--- Start Selected excerpt ---

5

Is it possible to syntax highlight doxygen in C/C++ code?

QtCreator and Vim both support basic highlighting so \param, \note... etc are highlighted differently.

ideasman42
  • 8,375
  • 1
  • 28
  • 105

3 Answers3

4

Posting own answer since I didn't find an existing method *.

This is generic Doxygen highlighting, it doesn't try to be too strict since doxy supports so many different expressions.

  • \[anything] and @anything are matched (until non whitespace).
  • #symbol uses stricter matching ([a-zA-Z0-9_\.\:]+).
  • Doxy comment styles /** … */, /*! … */, /// … are supported.
  • Symbols quoting 'symbol', `symbol` and ``symbol``
  • HTML tags also supported (from javadoc).

Configuration:


(require 'cc-mode)
;; Generic doxygen formatting
(defconst custom-font-lock-doc-comments
  (let ((symbol          "[a-zA-Z0-9_]+")
        ;; We may want to add more here.
        (symbol_extended "[a-zA-Z0-9_\.\*\-\:]+")
        ;; Struct references #struct.value or class::member.
        (symbol_member   "[a-zA-Z0-9_\.\:]+"))
    `
    ((,
      (concat "</?\\sw"  ;; HTML tags.
              "\\("
              (concat "\\sw\\|\\s \\|[=\n\r*.:]\\|"
                      "\"[^\"]*\"\\|'[^']*'")
              "\\)*>")
      0 ,c-doc-markup-face-name prepend nil)
     (,(concat "\'" symbol_extended "\'") ; 'symbol'
      0 ,c-doc-markup-face-name prepend nil)
     (,(concat "\`" symbol_extended "\`") ; `symbol`
      0 ,c-doc-markup-face-name prepend nil)
     (,(concat "\`\`" symbol_extended "\`\`") ; ``symbol``
      0 ,c-doc-markup-face-name prepend nil)
     (,
      (concat
       "[\\@]"           ;; start of Doxygen special command
       "\\(?:"
       "[a-z]+\\|"       ;; typical word Doxygen special @cmd or \cmd
       "[[:punct:]]+"    ;; non-word commands
       "\\)")

--- End Selected excerpt ---

Directive 1: In the thread on doxygen highlighting, which Doxygen comment styles does the posted answer say are supported?
Directive 2: Retype the records below line for line, leaving the picture out of your answer.

--- Start Dataset entries ---

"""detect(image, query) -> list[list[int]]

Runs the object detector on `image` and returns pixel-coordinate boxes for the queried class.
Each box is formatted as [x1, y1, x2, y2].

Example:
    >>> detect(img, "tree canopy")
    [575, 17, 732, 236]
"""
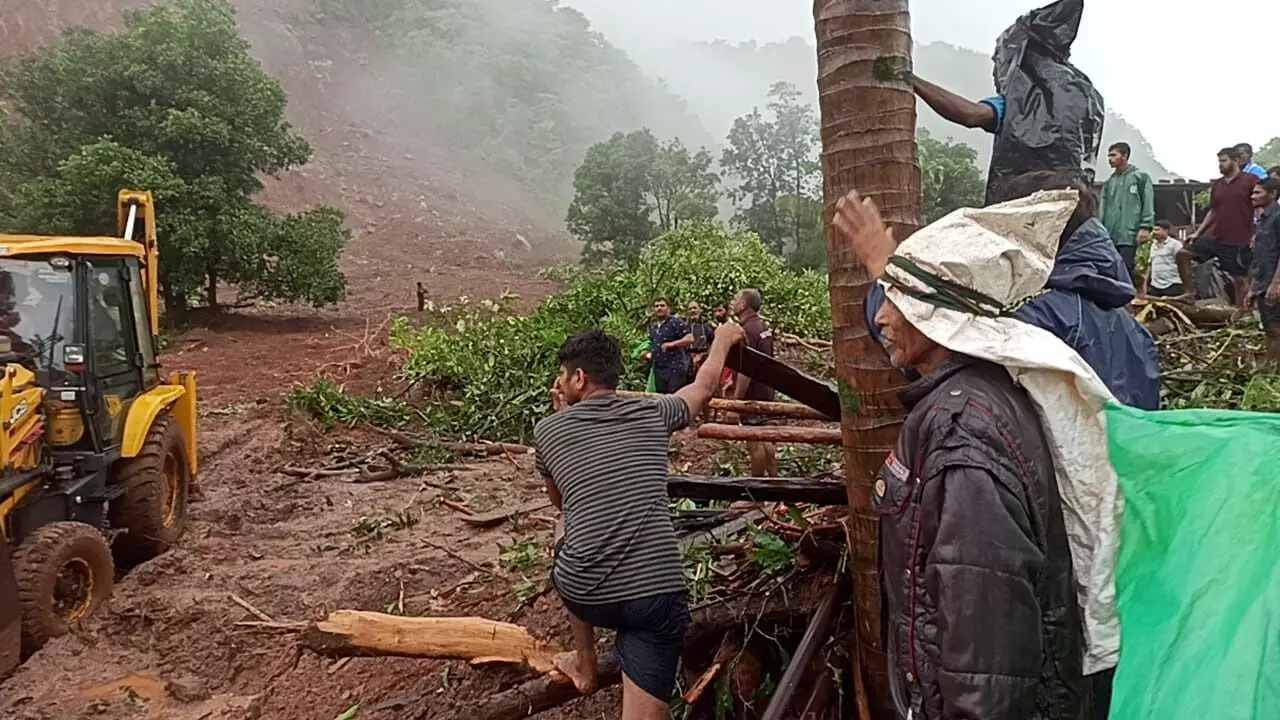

--- End Dataset entries ---

Finished answer 1: /** … */, /*! … */, and /// …

Finished answer 2:
"""detect(image, query) -> list[list[int]]

Runs the object detector on `image` and returns pixel-coordinate boxes for the queried class.
Each box is formatted as [x1, y1, x2, y2].

Example:
    >>> detect(img, "tree canopy")
    [575, 17, 732, 236]
"""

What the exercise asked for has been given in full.